═══ Dataset records
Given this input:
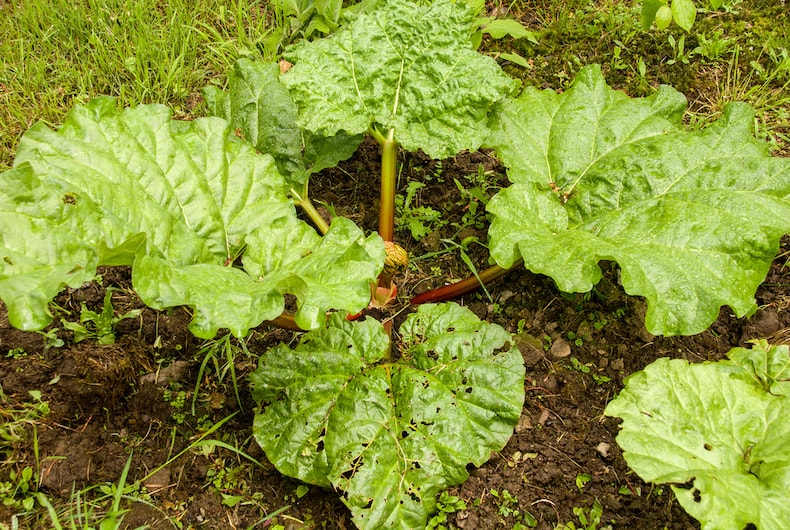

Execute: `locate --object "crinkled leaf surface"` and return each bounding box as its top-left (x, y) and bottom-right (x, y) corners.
top-left (605, 345), bottom-right (790, 529)
top-left (202, 59), bottom-right (363, 188)
top-left (728, 340), bottom-right (790, 396)
top-left (280, 0), bottom-right (518, 159)
top-left (251, 302), bottom-right (525, 529)
top-left (485, 64), bottom-right (790, 336)
top-left (0, 98), bottom-right (384, 337)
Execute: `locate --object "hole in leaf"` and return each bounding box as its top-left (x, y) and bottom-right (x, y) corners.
top-left (675, 478), bottom-right (695, 490)
top-left (316, 439), bottom-right (324, 452)
top-left (743, 524), bottom-right (757, 530)
top-left (465, 387), bottom-right (473, 394)
top-left (401, 430), bottom-right (409, 439)
top-left (704, 443), bottom-right (713, 451)
top-left (692, 489), bottom-right (701, 503)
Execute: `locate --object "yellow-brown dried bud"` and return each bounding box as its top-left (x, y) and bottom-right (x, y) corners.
top-left (383, 241), bottom-right (408, 276)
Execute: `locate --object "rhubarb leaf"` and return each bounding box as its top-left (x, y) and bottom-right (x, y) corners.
top-left (605, 343), bottom-right (790, 530)
top-left (728, 339), bottom-right (790, 396)
top-left (0, 98), bottom-right (384, 337)
top-left (280, 0), bottom-right (517, 159)
top-left (485, 64), bottom-right (790, 336)
top-left (202, 59), bottom-right (363, 188)
top-left (251, 302), bottom-right (525, 529)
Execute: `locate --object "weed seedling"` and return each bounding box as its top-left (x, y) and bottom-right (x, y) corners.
top-left (396, 181), bottom-right (447, 241)
top-left (555, 499), bottom-right (610, 530)
top-left (427, 491), bottom-right (467, 530)
top-left (61, 289), bottom-right (141, 344)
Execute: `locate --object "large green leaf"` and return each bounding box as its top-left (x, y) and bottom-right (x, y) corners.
top-left (279, 0), bottom-right (518, 159)
top-left (0, 98), bottom-right (384, 337)
top-left (485, 64), bottom-right (790, 336)
top-left (605, 343), bottom-right (790, 529)
top-left (202, 59), bottom-right (363, 189)
top-left (251, 302), bottom-right (525, 529)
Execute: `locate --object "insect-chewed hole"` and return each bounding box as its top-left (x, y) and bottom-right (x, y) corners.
top-left (675, 478), bottom-right (695, 490)
top-left (692, 489), bottom-right (701, 503)
top-left (703, 443), bottom-right (713, 451)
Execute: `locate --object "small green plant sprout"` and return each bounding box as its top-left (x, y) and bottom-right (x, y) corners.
top-left (489, 488), bottom-right (538, 527)
top-left (575, 472), bottom-right (592, 493)
top-left (426, 491), bottom-right (466, 530)
top-left (666, 34), bottom-right (692, 65)
top-left (490, 487), bottom-right (519, 518)
top-left (555, 499), bottom-right (609, 530)
top-left (61, 288), bottom-right (141, 344)
top-left (5, 347), bottom-right (27, 359)
top-left (35, 328), bottom-right (64, 350)
top-left (454, 164), bottom-right (496, 230)
top-left (162, 385), bottom-right (188, 424)
top-left (605, 340), bottom-right (790, 529)
top-left (395, 181), bottom-right (447, 241)
top-left (0, 466), bottom-right (36, 511)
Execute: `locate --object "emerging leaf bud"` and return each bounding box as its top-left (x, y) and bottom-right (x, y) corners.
top-left (383, 241), bottom-right (408, 277)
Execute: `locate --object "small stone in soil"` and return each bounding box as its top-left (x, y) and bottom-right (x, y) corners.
top-left (549, 338), bottom-right (571, 359)
top-left (595, 442), bottom-right (611, 459)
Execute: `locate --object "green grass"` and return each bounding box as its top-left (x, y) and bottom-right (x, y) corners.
top-left (0, 0), bottom-right (275, 171)
top-left (497, 0), bottom-right (790, 154)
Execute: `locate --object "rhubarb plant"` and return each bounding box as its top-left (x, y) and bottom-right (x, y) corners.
top-left (0, 98), bottom-right (384, 337)
top-left (278, 0), bottom-right (517, 241)
top-left (484, 64), bottom-right (790, 336)
top-left (605, 340), bottom-right (790, 529)
top-left (250, 302), bottom-right (525, 529)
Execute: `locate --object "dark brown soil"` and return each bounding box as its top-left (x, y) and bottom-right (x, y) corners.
top-left (1, 138), bottom-right (788, 529)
══════
**Directions for this task:** Copy out every line of the material above exactly, skipping the pictures.

**Expected output:**
Given this input:

Execute: `locate --object "crinkled leaf surface"` and return each bounding box as its top-left (x, y) and bottom-right (x, y) corners.
top-left (605, 345), bottom-right (790, 529)
top-left (202, 59), bottom-right (363, 188)
top-left (728, 340), bottom-right (790, 396)
top-left (280, 0), bottom-right (518, 159)
top-left (251, 302), bottom-right (525, 529)
top-left (485, 64), bottom-right (790, 336)
top-left (0, 98), bottom-right (384, 337)
Execute: `locate --object "hole in leaf"` and return each bounding box as its top-left (x, y) and bottom-right (x, y) corners.
top-left (675, 478), bottom-right (695, 490)
top-left (316, 439), bottom-right (324, 452)
top-left (743, 524), bottom-right (757, 530)
top-left (465, 387), bottom-right (473, 394)
top-left (401, 430), bottom-right (409, 439)
top-left (704, 443), bottom-right (713, 451)
top-left (692, 489), bottom-right (701, 503)
Execute: `locate --object "yellow-brown dried bud"` and return each bounding box as its top-left (x, y) and bottom-right (x, y) corners.
top-left (383, 241), bottom-right (408, 276)
Execute: `locate --object "rhubarb leaf"` and return each bounding box as its top-left (x, y) and bottom-right (x, y) corners.
top-left (605, 343), bottom-right (790, 530)
top-left (728, 339), bottom-right (790, 396)
top-left (0, 98), bottom-right (384, 337)
top-left (280, 0), bottom-right (517, 159)
top-left (485, 64), bottom-right (790, 336)
top-left (202, 59), bottom-right (363, 188)
top-left (251, 302), bottom-right (525, 529)
Execute: `locate --object "weed seedling"` and return each bounding box as its top-left (x, y) and bottom-right (x, y) corners.
top-left (396, 181), bottom-right (447, 241)
top-left (555, 499), bottom-right (610, 530)
top-left (427, 491), bottom-right (467, 530)
top-left (61, 289), bottom-right (141, 344)
Execute: `locate --object "large green leaf"` and return each bounding box as its top-left (x, y) and bottom-right (x, y) corners.
top-left (279, 0), bottom-right (518, 159)
top-left (0, 98), bottom-right (384, 337)
top-left (485, 64), bottom-right (790, 336)
top-left (605, 343), bottom-right (790, 529)
top-left (202, 59), bottom-right (363, 189)
top-left (251, 302), bottom-right (525, 529)
Execute: `locate --object "insect-chewed hole"` and return each bounding box as its top-left (x, y) and bottom-right (x, y) corners.
top-left (675, 478), bottom-right (695, 490)
top-left (692, 489), bottom-right (701, 503)
top-left (703, 443), bottom-right (713, 451)
Execute: `locate --object "small green plant sprout"` and return each bounding box as its top-left (x, y) and bottom-right (x, y) corners.
top-left (489, 488), bottom-right (538, 527)
top-left (575, 472), bottom-right (592, 493)
top-left (426, 491), bottom-right (466, 530)
top-left (666, 34), bottom-right (692, 65)
top-left (490, 487), bottom-right (519, 518)
top-left (555, 499), bottom-right (609, 530)
top-left (61, 288), bottom-right (141, 344)
top-left (5, 347), bottom-right (27, 359)
top-left (35, 328), bottom-right (64, 350)
top-left (454, 164), bottom-right (496, 230)
top-left (162, 385), bottom-right (188, 424)
top-left (605, 340), bottom-right (790, 529)
top-left (395, 181), bottom-right (447, 241)
top-left (0, 466), bottom-right (36, 511)
Execute: `locate --object "emerging leaf bud"` and return each bounding box as its top-left (x, y) and bottom-right (x, y) corners.
top-left (383, 241), bottom-right (408, 277)
Execute: `locate --object "small stone in soil"` and return each bounding box as its top-left (x, y) and bottom-right (x, y) corners.
top-left (549, 338), bottom-right (571, 359)
top-left (595, 442), bottom-right (611, 459)
Execute: `locate --object "green grass"` and return each bounding box as its top-left (x, y) and bottom-right (x, y) corners.
top-left (0, 0), bottom-right (275, 171)
top-left (497, 0), bottom-right (790, 154)
Execute: `locate --object "rhubarb plant"` and return each bounding box as its top-left (x, y) and bottom-right (x, y) corners.
top-left (0, 98), bottom-right (384, 337)
top-left (278, 0), bottom-right (517, 241)
top-left (484, 64), bottom-right (790, 336)
top-left (605, 340), bottom-right (790, 529)
top-left (250, 302), bottom-right (525, 529)
Execute: `locate --object "dark brown soil"` and return each bounding box as its top-left (x, y) and bottom-right (x, y) corners.
top-left (1, 138), bottom-right (788, 529)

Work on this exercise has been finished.